**Source excerpt**
# # #

The Supreme Court’s Guantanamo detainee cases have attracted more attention than any other judicial decisions in the wake of 9/11, and the opinions are frequently required reading in law schools. Yet more than seven years after the decision in Rasul v. Bush and three years after the decision in Boumediene v. Bush, not a single detainee has been released by court order, the litigation has ground to a halt in the district courts, and the prison remains open despite the promises of both presidential candidates in the last election to close it. This talk will explore the reasons why, with particular emphasis on the manner in which the D.C. Circuit has managed, with some subtlety, to pull all the teeth from the Boumediene decision.

# # #

**Collected material**
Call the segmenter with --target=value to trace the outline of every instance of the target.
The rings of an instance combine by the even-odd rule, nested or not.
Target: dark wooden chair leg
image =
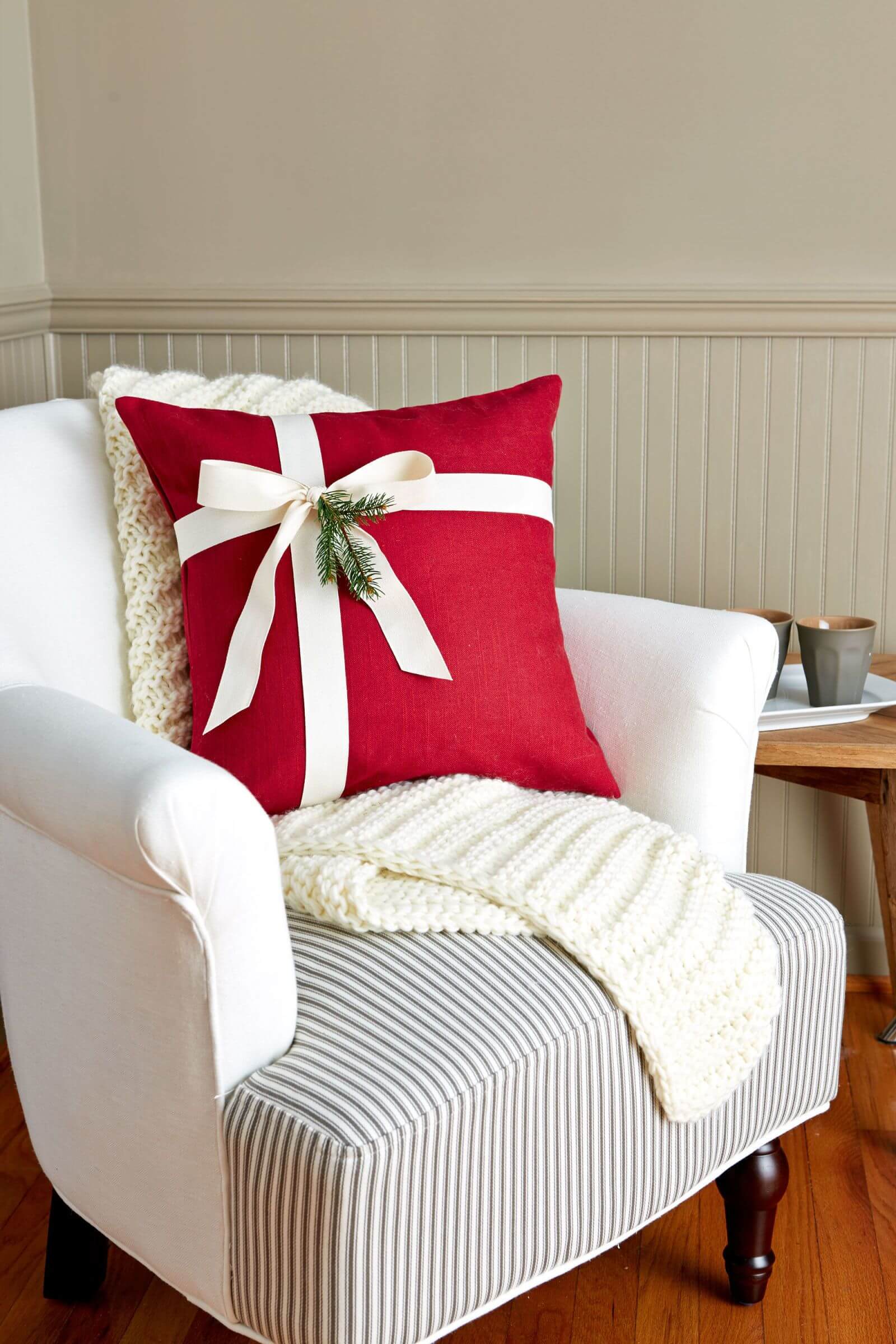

# # #

**Problem to work on**
Reproduce the passage from the text on the Guantanamo detainee cases verbatim, between "The Supreme Court’s" and "the Boumediene decision.", inclusive.

**Exercise result**
The Supreme Court’s Guantanamo detainee cases have attracted more attention than any other judicial decisions in the wake of 9/11, and the opinions are frequently required reading in law schools. Yet more than seven years after the decision in Rasul v. Bush and three years after the decision in Boumediene v. Bush, not a single detainee has been released by court order, the litigation has ground to a halt in the district courts, and the prison remains open despite the promises of both presidential candidates in the last election to close it. This talk will explore the reasons why, with particular emphasis on the manner in which the D.C. Circuit has managed, with some subtlety, to pull all the teeth from the Boumediene decision.